Source text Start Marker

Sorry to go over the same ground again, but I just wanted to clarify our conversation from a few days ago. Apologies if the following seems a little cold and technical.
You said that a blow to the head that produces mild or very mild concussion-like symptoms will very often not result in diffuse axonal injury, but may cause dendritic injury.
You also said that a short period of dizziness, confusion or a brief loss of consciousness immediately following head trauma would be classed as "mild or very mild" symptoms.
The question I wanted to ask is the following:
Are there always (or almost always, like 99% of the time) some noticeable symptoms very soon after a blow that is potentially injurious to the brain — even in the mildest cases? For example, if a concussion specialist had the misfortune of banging his or her head on a low-hanging doorway at a slow to normal walking speed (as I did) would their knowledge of concussions enable to rule out the possibility of dendritic injury within 10 minutes or so on the grounds that they hadn’t experienced any of the common immediate symptoms — e.g. brief loss of consciousness, seeing stars, ringing in the ears, feeling dizzy or confused, not being able to clearly remember the event? What I am saying is, are these immediate symptoms the minimum requirement to suspect any damage and would they be easily identifiable to someone who knew what they were looking for?

Source text End Marker
Data extracts Start Marker

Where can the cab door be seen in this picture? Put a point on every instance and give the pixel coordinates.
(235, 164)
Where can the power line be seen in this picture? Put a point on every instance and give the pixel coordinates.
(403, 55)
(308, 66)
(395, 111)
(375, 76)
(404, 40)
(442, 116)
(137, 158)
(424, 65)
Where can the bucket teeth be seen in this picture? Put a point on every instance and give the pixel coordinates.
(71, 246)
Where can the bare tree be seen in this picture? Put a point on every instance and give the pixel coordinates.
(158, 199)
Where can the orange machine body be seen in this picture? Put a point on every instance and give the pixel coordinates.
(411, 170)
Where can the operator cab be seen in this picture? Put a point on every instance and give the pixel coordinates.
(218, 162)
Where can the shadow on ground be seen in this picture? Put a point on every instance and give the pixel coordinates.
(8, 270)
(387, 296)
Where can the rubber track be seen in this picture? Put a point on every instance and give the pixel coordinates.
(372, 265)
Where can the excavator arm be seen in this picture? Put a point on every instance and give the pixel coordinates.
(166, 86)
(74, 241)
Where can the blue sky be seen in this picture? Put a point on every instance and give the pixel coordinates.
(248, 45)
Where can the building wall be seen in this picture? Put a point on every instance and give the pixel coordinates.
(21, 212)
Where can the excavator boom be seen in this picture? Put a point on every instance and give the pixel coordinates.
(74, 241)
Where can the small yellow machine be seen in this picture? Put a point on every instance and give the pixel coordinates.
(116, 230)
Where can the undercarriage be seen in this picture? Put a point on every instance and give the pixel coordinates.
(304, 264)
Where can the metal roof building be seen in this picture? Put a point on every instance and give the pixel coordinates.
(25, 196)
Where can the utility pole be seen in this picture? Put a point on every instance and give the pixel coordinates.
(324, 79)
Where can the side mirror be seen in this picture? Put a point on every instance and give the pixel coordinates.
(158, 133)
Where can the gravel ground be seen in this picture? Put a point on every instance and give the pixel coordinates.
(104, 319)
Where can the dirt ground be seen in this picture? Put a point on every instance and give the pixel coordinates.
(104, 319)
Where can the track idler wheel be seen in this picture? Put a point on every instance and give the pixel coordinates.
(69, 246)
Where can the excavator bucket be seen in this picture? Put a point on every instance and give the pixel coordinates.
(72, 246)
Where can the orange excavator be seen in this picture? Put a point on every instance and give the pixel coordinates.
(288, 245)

Data extracts End Marker
Data extracts Start Marker

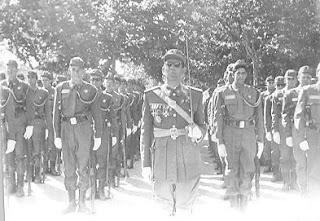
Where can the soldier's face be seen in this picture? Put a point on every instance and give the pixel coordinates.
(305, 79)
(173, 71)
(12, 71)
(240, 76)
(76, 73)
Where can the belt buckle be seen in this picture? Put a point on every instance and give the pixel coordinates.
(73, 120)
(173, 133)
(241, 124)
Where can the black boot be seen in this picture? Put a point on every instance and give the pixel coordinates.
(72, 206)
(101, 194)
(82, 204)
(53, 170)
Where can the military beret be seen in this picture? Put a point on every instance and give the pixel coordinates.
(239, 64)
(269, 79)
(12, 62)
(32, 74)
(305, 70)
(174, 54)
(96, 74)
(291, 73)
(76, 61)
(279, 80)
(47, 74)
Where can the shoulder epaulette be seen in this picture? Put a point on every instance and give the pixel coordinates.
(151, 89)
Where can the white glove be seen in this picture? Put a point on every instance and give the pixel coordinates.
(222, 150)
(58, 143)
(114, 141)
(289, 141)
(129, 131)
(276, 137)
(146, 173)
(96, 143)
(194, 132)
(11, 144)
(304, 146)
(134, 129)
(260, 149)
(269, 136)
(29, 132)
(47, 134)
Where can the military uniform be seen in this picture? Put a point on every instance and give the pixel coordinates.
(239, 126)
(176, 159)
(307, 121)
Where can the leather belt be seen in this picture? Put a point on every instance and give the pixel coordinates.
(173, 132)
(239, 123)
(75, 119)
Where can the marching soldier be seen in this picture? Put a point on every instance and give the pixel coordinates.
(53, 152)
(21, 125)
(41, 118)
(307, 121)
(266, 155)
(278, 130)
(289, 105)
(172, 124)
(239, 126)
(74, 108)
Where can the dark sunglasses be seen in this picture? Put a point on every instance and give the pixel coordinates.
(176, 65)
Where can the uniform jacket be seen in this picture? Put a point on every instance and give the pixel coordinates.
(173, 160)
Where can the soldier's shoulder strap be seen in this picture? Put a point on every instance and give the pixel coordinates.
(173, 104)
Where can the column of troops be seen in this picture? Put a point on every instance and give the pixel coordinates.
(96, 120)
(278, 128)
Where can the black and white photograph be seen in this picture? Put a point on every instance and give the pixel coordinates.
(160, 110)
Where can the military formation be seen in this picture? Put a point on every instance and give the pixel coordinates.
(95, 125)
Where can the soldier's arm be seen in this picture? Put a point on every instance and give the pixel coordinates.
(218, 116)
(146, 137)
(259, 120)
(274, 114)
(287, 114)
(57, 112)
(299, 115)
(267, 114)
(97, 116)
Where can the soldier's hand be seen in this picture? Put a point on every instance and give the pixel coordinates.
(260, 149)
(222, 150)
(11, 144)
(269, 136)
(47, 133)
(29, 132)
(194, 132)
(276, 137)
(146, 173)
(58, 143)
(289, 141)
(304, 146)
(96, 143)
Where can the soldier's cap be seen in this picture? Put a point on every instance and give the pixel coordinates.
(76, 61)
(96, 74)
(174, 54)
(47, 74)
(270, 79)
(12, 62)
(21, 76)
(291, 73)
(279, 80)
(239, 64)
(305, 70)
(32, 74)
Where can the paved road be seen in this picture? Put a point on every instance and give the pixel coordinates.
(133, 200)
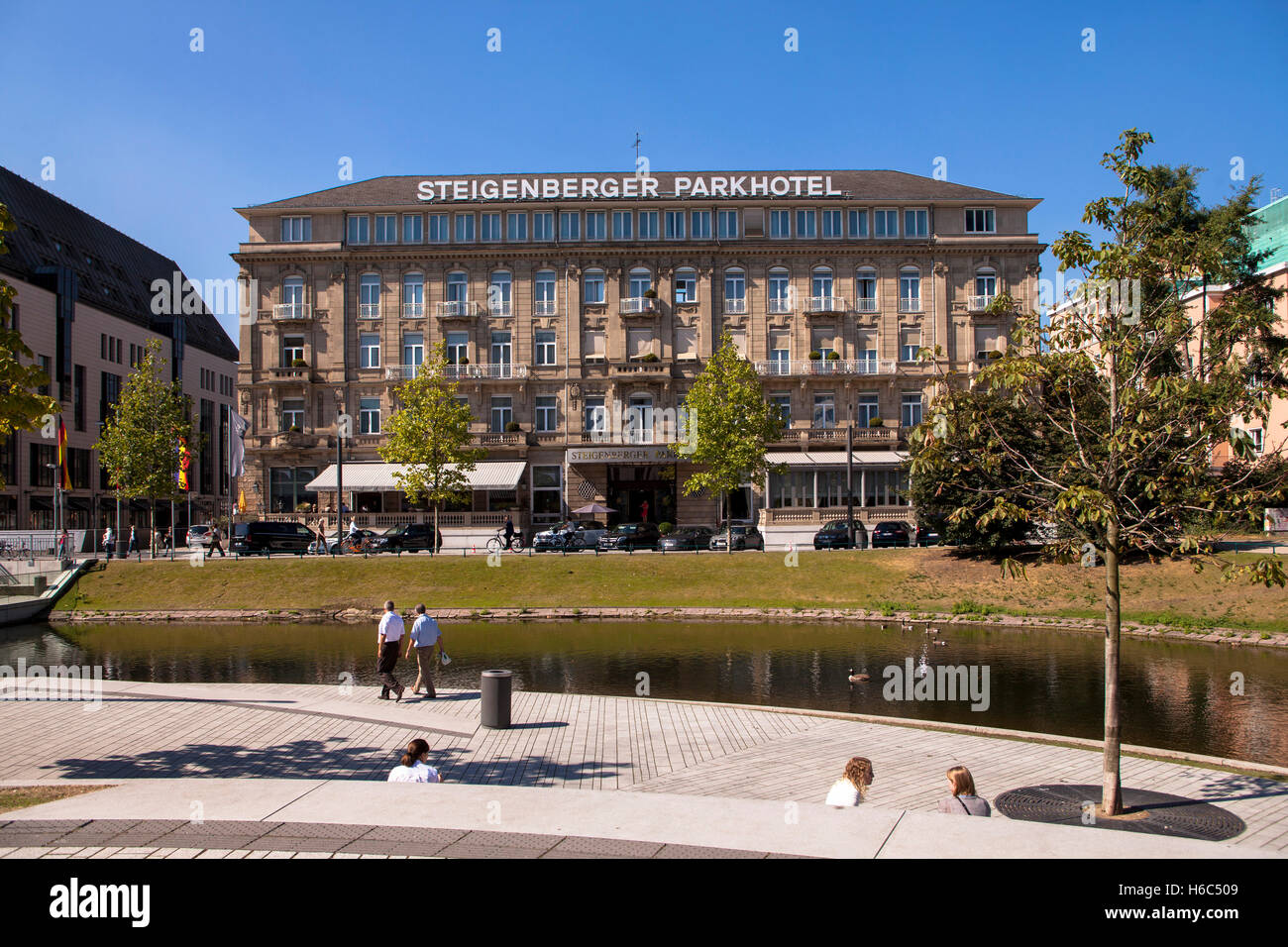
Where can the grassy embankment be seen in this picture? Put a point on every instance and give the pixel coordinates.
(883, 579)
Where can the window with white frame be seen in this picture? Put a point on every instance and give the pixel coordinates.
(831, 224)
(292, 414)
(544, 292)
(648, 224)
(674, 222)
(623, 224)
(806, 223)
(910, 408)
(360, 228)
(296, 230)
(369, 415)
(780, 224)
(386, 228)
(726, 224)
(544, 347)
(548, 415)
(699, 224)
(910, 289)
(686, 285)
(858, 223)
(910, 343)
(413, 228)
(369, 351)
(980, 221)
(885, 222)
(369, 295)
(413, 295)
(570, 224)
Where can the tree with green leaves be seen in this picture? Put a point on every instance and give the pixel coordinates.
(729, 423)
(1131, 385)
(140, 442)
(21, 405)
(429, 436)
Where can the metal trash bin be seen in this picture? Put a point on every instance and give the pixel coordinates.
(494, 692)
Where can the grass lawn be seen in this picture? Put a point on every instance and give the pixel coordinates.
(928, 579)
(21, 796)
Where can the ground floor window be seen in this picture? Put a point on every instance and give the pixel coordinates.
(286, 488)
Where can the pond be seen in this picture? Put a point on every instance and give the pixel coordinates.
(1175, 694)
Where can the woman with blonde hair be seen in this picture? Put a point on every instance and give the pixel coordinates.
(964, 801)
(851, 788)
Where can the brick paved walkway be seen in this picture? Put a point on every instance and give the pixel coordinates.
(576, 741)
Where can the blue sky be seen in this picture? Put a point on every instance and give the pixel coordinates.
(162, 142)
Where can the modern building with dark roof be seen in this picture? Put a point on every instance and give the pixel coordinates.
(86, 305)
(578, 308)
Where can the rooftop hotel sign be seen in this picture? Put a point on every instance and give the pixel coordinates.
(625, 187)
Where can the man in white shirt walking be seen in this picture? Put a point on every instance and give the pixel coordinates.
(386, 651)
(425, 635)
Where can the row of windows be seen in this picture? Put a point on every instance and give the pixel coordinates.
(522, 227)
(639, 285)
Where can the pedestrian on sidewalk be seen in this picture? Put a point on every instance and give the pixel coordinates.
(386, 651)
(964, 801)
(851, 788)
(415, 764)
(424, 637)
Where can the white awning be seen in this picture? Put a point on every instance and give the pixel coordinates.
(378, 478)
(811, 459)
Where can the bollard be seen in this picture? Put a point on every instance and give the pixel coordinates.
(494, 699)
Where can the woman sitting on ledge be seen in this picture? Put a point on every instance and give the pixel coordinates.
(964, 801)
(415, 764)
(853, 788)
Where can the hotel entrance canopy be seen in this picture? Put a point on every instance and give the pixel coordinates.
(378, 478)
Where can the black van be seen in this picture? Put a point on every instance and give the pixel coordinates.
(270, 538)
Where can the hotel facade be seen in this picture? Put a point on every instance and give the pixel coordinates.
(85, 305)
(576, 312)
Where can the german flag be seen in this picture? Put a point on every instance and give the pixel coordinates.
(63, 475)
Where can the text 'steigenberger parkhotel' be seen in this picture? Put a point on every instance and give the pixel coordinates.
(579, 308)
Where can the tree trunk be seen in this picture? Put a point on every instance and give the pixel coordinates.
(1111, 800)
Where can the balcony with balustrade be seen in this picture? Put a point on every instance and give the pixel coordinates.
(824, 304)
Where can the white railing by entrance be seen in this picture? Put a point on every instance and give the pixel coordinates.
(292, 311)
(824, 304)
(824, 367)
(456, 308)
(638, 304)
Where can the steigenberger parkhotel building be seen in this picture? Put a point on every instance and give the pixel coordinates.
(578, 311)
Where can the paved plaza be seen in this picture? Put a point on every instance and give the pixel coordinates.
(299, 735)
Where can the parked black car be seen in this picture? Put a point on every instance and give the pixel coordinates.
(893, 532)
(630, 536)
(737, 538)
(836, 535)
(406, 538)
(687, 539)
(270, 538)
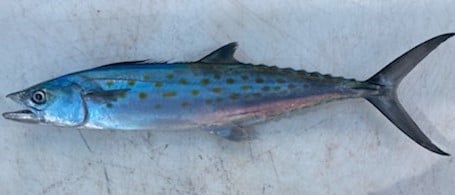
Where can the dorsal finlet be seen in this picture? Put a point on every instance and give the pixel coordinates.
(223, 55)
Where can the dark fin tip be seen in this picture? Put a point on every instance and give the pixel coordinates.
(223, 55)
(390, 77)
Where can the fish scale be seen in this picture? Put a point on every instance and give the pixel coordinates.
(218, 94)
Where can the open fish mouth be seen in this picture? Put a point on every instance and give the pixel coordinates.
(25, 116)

Data extracts End Marker

Rewrite everything in the concussion question from "Sorry to go" down to "cause dendritic injury.", putting "confirm" in place of "clarify".

Task answer =>
Sorry to go over the same ground again, but I just wanted to confirm our conversation from a few days ago. Apologies if the following seems a little cold and technical.
You said that a blow to the head that produces mild or very mild concussion-like symptoms will very often not result in diffuse axonal injury, but may cause dendritic injury.